## Task details:
Convert the rows below into a Markdown table with the columns "No." and "Text", one numbered line per row, skipping blank lines. Do not include the pictures.

## Provided material:

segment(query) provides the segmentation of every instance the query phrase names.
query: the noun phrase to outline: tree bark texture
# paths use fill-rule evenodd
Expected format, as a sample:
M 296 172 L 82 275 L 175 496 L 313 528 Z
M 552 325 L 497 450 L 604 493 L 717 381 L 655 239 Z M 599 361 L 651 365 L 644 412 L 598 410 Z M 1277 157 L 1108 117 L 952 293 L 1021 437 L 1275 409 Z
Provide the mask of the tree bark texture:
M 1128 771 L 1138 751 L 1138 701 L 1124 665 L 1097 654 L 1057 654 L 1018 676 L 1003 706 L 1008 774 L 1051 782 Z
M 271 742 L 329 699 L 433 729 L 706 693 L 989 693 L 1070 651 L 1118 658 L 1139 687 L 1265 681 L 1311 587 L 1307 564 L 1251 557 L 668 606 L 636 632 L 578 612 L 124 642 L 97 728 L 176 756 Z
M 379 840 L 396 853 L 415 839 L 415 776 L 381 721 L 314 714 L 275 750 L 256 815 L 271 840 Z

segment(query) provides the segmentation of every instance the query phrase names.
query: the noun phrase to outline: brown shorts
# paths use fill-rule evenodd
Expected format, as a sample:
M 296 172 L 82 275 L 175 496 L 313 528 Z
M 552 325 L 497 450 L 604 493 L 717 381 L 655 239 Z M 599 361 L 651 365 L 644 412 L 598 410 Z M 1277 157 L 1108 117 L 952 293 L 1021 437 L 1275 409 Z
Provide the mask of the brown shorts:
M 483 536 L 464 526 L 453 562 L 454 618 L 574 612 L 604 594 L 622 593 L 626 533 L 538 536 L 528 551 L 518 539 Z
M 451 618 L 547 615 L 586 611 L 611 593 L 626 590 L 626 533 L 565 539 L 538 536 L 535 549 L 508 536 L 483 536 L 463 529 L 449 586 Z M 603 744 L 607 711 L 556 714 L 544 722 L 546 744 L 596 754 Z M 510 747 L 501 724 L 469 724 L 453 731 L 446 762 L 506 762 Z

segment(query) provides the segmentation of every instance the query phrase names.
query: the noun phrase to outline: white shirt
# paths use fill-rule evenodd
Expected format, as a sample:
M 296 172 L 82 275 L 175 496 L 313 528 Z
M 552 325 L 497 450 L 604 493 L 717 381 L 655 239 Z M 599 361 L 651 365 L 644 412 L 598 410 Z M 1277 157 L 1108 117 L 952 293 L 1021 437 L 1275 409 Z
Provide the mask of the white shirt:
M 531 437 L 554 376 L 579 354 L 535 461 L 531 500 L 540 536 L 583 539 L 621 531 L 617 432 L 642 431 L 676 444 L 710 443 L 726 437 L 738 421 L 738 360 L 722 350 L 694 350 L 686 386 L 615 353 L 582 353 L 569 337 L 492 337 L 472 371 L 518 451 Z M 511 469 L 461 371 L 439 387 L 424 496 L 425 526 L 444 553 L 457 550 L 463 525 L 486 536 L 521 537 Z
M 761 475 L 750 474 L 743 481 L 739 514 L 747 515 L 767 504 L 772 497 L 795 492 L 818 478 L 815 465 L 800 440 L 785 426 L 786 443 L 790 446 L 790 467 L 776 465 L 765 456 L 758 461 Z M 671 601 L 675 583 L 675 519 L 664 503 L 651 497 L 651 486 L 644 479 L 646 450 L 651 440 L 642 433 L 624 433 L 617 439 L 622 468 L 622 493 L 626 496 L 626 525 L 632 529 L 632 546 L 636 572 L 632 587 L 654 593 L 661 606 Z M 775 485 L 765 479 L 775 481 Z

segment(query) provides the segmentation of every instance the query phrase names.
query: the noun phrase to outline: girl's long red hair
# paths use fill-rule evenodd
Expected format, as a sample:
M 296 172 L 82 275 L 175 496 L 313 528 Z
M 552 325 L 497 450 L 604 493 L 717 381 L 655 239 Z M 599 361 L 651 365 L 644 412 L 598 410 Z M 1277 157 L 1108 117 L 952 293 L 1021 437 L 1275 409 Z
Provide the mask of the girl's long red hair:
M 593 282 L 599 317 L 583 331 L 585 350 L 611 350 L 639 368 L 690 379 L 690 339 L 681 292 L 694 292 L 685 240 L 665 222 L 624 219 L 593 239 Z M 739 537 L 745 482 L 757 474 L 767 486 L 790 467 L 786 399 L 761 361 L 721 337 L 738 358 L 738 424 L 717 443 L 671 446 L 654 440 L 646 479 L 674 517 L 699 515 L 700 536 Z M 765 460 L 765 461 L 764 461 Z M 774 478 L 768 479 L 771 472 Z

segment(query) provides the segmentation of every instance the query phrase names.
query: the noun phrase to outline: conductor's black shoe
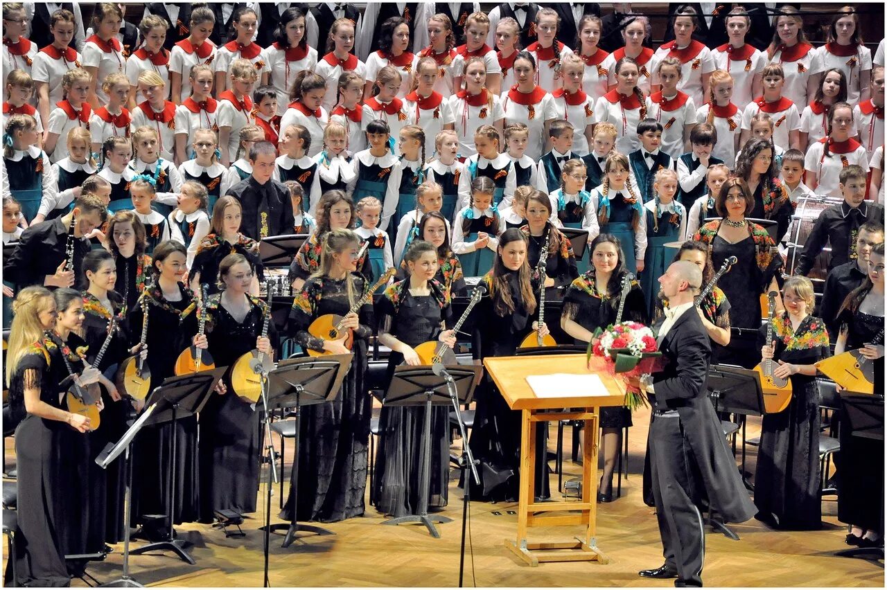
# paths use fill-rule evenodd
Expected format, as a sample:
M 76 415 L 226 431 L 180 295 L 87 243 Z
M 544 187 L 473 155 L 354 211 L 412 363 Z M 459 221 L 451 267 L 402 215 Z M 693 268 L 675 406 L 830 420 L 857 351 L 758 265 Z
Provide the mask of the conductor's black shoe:
M 663 563 L 655 570 L 641 570 L 638 575 L 641 578 L 653 578 L 655 579 L 671 579 L 678 577 L 678 571 Z

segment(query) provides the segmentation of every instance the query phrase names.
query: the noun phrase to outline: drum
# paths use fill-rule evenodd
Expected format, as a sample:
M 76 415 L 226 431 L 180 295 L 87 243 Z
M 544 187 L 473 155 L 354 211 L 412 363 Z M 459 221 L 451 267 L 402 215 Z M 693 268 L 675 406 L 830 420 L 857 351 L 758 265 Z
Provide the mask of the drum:
M 820 197 L 812 195 L 805 197 L 797 201 L 797 207 L 791 216 L 791 222 L 789 224 L 786 270 L 788 276 L 795 274 L 795 268 L 800 260 L 801 252 L 804 252 L 804 245 L 807 242 L 807 237 L 813 229 L 820 213 L 825 209 L 835 205 L 839 205 L 843 199 L 834 197 Z M 813 261 L 813 266 L 807 274 L 807 276 L 813 282 L 818 292 L 822 292 L 826 276 L 828 274 L 828 262 L 831 260 L 831 248 L 825 247 L 819 253 Z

## Complete response:
| No. | Text |
|---|---|
| 1 | segment(query) provides the segmentation of every instance the query phrase names. |
| 2 | query: the noun phrase to outline: tree bark texture |
| 3 | # paths use fill-rule evenodd |
| 4 | Expected format, as a sample: |
| 5 | M 296 172 L 82 275 L 175 496 L 313 528 Z |
| 6 | M 552 325 L 497 450 L 604 493 L 717 381 L 655 239 Z M 599 361 L 651 365 L 644 412 L 598 410 Z M 1277 157 L 1108 117 L 952 293 L 1021 437 L 1275 409 Z |
| 7 | Provide the mask of the tree bark texture: |
| 8 | M 1128 771 L 1138 751 L 1138 701 L 1124 665 L 1097 654 L 1057 654 L 1018 676 L 1003 706 L 1008 774 L 1051 782 Z |
| 9 | M 271 742 L 329 699 L 433 729 L 706 693 L 989 693 L 1070 651 L 1118 658 L 1139 687 L 1265 681 L 1311 587 L 1307 564 L 1251 557 L 668 606 L 636 632 L 578 612 L 124 642 L 97 728 L 176 756 Z |
| 10 | M 379 840 L 396 853 L 415 839 L 415 776 L 381 721 L 314 714 L 275 750 L 256 815 L 271 840 Z |
| 11 | segment(query) provides the segmentation of every instance the query phrase names. |
| 12 | query: the noun phrase to outline: brown shorts |
| 13 | # paths use fill-rule evenodd |
| 14 | Expected format, as a sample: |
| 15 | M 296 172 L 82 275 L 175 496 L 313 528 Z |
| 16 | M 552 325 L 497 450 L 604 493 L 717 381 L 655 239 Z M 599 361 L 651 365 L 644 412 L 598 410 Z M 1277 157 L 1108 117 L 952 293 L 1021 437 L 1275 409 Z |
| 17 | Provide the mask of the brown shorts: |
| 18 | M 483 536 L 464 526 L 453 562 L 454 618 L 574 612 L 604 594 L 622 593 L 626 533 L 538 536 L 528 551 L 518 539 Z |
| 19 | M 451 618 L 547 615 L 586 611 L 611 593 L 626 590 L 626 533 L 565 539 L 538 536 L 535 549 L 508 536 L 483 536 L 463 529 L 449 586 Z M 603 744 L 607 711 L 556 714 L 544 722 L 546 744 L 596 754 Z M 510 747 L 501 724 L 469 724 L 453 731 L 446 762 L 506 762 Z |
| 20 | segment(query) provides the segmentation of every instance the query phrase names. |
| 21 | query: the noun phrase to outline: white shirt |
| 22 | # paths use fill-rule evenodd |
| 23 | Expected format, as a sample: |
| 24 | M 296 172 L 82 275 L 175 496 L 313 528 Z |
| 25 | M 552 325 L 497 450 L 604 493 L 717 381 L 655 239 Z M 599 361 L 651 365 L 644 412 L 598 410 Z M 1277 157 L 1108 117 L 952 293 L 1021 437 L 1275 409 Z |
| 26 | Provide the mask of the white shirt: |
| 27 | M 531 437 L 554 376 L 579 354 L 535 461 L 531 500 L 540 536 L 583 539 L 621 531 L 617 432 L 642 431 L 676 444 L 710 443 L 726 437 L 738 421 L 738 360 L 722 350 L 694 350 L 686 386 L 615 353 L 582 353 L 569 337 L 492 337 L 472 371 L 518 451 Z M 511 469 L 461 371 L 439 387 L 424 496 L 425 526 L 444 553 L 457 550 L 463 525 L 486 536 L 521 537 Z |
| 28 | M 761 475 L 750 474 L 743 481 L 739 514 L 747 515 L 767 504 L 772 497 L 795 492 L 818 478 L 815 465 L 800 440 L 785 426 L 786 443 L 790 446 L 790 467 L 776 465 L 765 456 L 758 461 Z M 671 601 L 675 583 L 675 519 L 664 503 L 651 497 L 651 486 L 644 479 L 646 450 L 651 440 L 642 433 L 624 433 L 617 439 L 622 468 L 622 493 L 626 496 L 626 525 L 632 529 L 632 546 L 636 572 L 632 587 L 654 593 L 661 606 Z M 775 485 L 765 479 L 775 481 Z |
| 29 | segment(query) provides the segmentation of every instance the query phrase names. |
| 30 | query: the noun phrase to outline: girl's long red hair |
| 31 | # paths use fill-rule evenodd |
| 32 | Expected format, as a sample: |
| 33 | M 296 172 L 82 275 L 175 496 L 313 528 Z |
| 34 | M 552 325 L 497 450 L 604 493 L 717 381 L 655 239 Z M 599 361 L 651 365 L 644 412 L 598 410 Z M 1277 157 L 1108 117 L 952 293 L 1021 437 L 1275 409 Z |
| 35 | Provide the mask of the girl's long red hair: |
| 36 | M 593 282 L 599 317 L 583 331 L 585 350 L 611 350 L 639 368 L 690 379 L 690 339 L 681 292 L 694 292 L 685 240 L 665 222 L 624 219 L 593 239 Z M 739 537 L 745 482 L 757 474 L 767 486 L 790 467 L 786 399 L 761 361 L 721 337 L 738 358 L 738 424 L 717 443 L 671 446 L 654 440 L 646 479 L 674 517 L 699 515 L 700 536 Z M 765 460 L 765 461 L 764 461 Z M 774 478 L 768 479 L 771 472 Z |
| 37 | segment(query) provides the segmentation of every instance the query phrase names. |
| 38 | query: the noun phrase to outline: conductor's black shoe |
| 39 | # paths use fill-rule evenodd |
| 40 | Expected format, as a sample: |
| 41 | M 76 415 L 226 431 L 180 295 L 87 243 Z |
| 42 | M 544 187 L 473 155 L 354 211 L 412 363 Z M 459 221 L 451 267 L 402 215 Z M 693 268 L 675 406 L 830 420 L 857 351 L 758 265 Z |
| 43 | Provide the mask of the conductor's black shoe: |
| 44 | M 663 563 L 655 570 L 641 570 L 638 575 L 641 578 L 653 578 L 655 579 L 671 579 L 678 577 L 678 571 Z |
| 45 | segment(query) provides the segmentation of every instance the query phrase names. |
| 46 | query: the noun phrase to outline: drum |
| 47 | # paths use fill-rule evenodd |
| 48 | Expected format, as a sample: |
| 49 | M 76 415 L 226 431 L 180 295 L 87 243 Z |
| 50 | M 544 187 L 473 155 L 354 211 L 412 363 Z M 459 221 L 451 267 L 402 215 Z M 693 268 L 675 406 L 830 420 L 857 351 L 758 265 Z |
| 51 | Provide the mask of the drum: |
| 52 | M 820 197 L 812 195 L 805 197 L 797 201 L 797 207 L 791 216 L 791 222 L 789 224 L 786 270 L 788 276 L 795 274 L 795 268 L 800 260 L 801 252 L 804 252 L 804 245 L 807 242 L 807 237 L 813 229 L 820 213 L 825 209 L 835 205 L 839 205 L 843 199 L 834 197 Z M 813 261 L 813 266 L 807 274 L 807 276 L 813 282 L 818 292 L 822 292 L 826 276 L 828 274 L 828 262 L 831 260 L 831 248 L 825 247 L 819 253 Z |